[Passage to read]:
By: Dr. Jerry Bergman
Montpelier, Ohio
Although the scriptures are clear on the fact that Jesus was a Jew, many German theologians attempted to argue otherwise.
The book, The Aryan Jesus, by Susannah Heschel, the daughter of Rabbi Joshua Heschel, documented this from archival material thought to be lost.
She determined that many, or even most, of Germany’s best minds competed with each other to provide intellectual support for Nazi antisemitism and justification for the murder of millions of Jews.
They attempted this goal by rewriting both history and the Bible. One example is they tried to prove that Jesus was not a Jew but an Aryan, an idea that many leading German theologians had accepted.
One example is the book, The Aryan Ancestry of Jesus, by renowned Bible translator Paul Haupt. Haupt, an authority on ancient Middle Eastern cultures, discovered the Sumerian language.
He argued that first-century Galileans, including Jesus, descended from Iranian colonists in ancient Palestine who had later adopted Judaism.
During the Third Reich, prominent German Protestant theologians were motivated by the Darwinian belief that some people groups, including the Jews, were less evolved, thus inferior, than other people groups, namely Aryans.
From the late 1920s until 1945, ambitious German Protestant theologians worked to redefine Christ as an Aryan and Christianity itself as a patriotic Germanic faith at war against Judaism.
In 1939, these theologians established the Institute for the Study and Eradication of Jewish Influence on German Religious Life, led by German Protestant theologian Walter Grundmann (1906–1976).
Grundmann was the author of many learned volumes on the putative evils of Judaism, as well as complicated issues of New Testament theology. The Institute’s leadership included the militant Nazi Protestant theologian Wolf Meyer-Erlach.
The Institute was closely associated with the University of Jena, home of the well-known evolutionary professor Ernst Haeckel.
Haeckel, after reading On the Origin of Species in 1860, became a leading German proponent of evolution, which he effectively used to challenge Christianity. Haeckel also converted the majority of his peers to Darwinism.

[Objectives]:
**a.** In the passage on the Aryan Jesus, can you rewrite the part that opens with the words containing "From the late" and closes with "professor Ernst Haeckel.", replacing "Walter Grundmann" with "W. Grundmann"?
**b.** According to the passage on the Aryan Jesus, what motivated prominent German Protestant theologians during the Third Reich? Answer in one to three sentences.
**c.** In the passage on the Aryan Jesus, in what year was the Institute for the Study and Eradication of Jewish Influence on German Religious Life established?

[Given information]:
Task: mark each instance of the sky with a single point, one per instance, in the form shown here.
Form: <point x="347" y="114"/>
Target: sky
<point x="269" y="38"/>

[Expected responses]:
**a.**
From the late 1920s until 1945, ambitious German Protestant theologians worked to redefine Christ as an Aryan and Christianity itself as a patriotic Germanic faith at war against Judaism.
In 1939, these theologians established the Institute for the Study and Eradication of Jewish Influence on German Religious Life, led by German Protestant theologian W. Grundmann (1906–1976).
Grundmann was the author of many learned volumes on the putative evils of Judaism, as well as complicated issues of New Testament theology. The Institute’s leadership included the militant Nazi Protestant theologian Wolf Meyer-Erlach.
The Institute was closely associated with the University of Jena, home of the well-known evolutionary professor Ernst Haeckel.

**b.** They were motivated by the Darwinian belief that some people groups, including the Jews, were less evolved. They held that these groups were therefore inferior to other people groups, namely Aryans.

**c.** 1939